What you are asked to do: Using the entries below, copy out all lines where "building" is found.

Records provided:

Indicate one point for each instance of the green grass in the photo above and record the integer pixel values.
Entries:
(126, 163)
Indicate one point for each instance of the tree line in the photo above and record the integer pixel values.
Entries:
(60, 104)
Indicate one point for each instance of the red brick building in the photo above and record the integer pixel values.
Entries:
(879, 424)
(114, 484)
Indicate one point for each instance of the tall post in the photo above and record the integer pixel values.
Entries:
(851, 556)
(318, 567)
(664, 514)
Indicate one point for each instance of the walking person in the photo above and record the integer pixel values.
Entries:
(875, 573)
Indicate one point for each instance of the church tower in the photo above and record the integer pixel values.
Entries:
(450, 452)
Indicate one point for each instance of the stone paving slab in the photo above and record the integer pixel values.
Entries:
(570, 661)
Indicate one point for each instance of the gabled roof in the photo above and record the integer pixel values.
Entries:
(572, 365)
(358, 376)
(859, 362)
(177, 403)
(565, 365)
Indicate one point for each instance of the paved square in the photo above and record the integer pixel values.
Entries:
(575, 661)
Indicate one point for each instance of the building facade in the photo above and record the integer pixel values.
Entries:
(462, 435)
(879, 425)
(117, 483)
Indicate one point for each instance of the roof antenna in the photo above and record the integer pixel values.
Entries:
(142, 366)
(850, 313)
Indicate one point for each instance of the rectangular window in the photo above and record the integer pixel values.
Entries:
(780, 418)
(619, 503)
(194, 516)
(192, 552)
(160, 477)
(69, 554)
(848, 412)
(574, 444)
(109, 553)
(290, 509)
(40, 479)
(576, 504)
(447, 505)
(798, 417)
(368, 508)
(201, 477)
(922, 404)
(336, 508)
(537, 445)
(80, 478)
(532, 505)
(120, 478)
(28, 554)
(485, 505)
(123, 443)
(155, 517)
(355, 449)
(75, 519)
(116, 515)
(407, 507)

Answer space:
Indicate one point for each instance of the red brick building in the photo above and record the integer pixel values.
Indicate one point for each instance of the building facade in the photo above and record the integer pixel values.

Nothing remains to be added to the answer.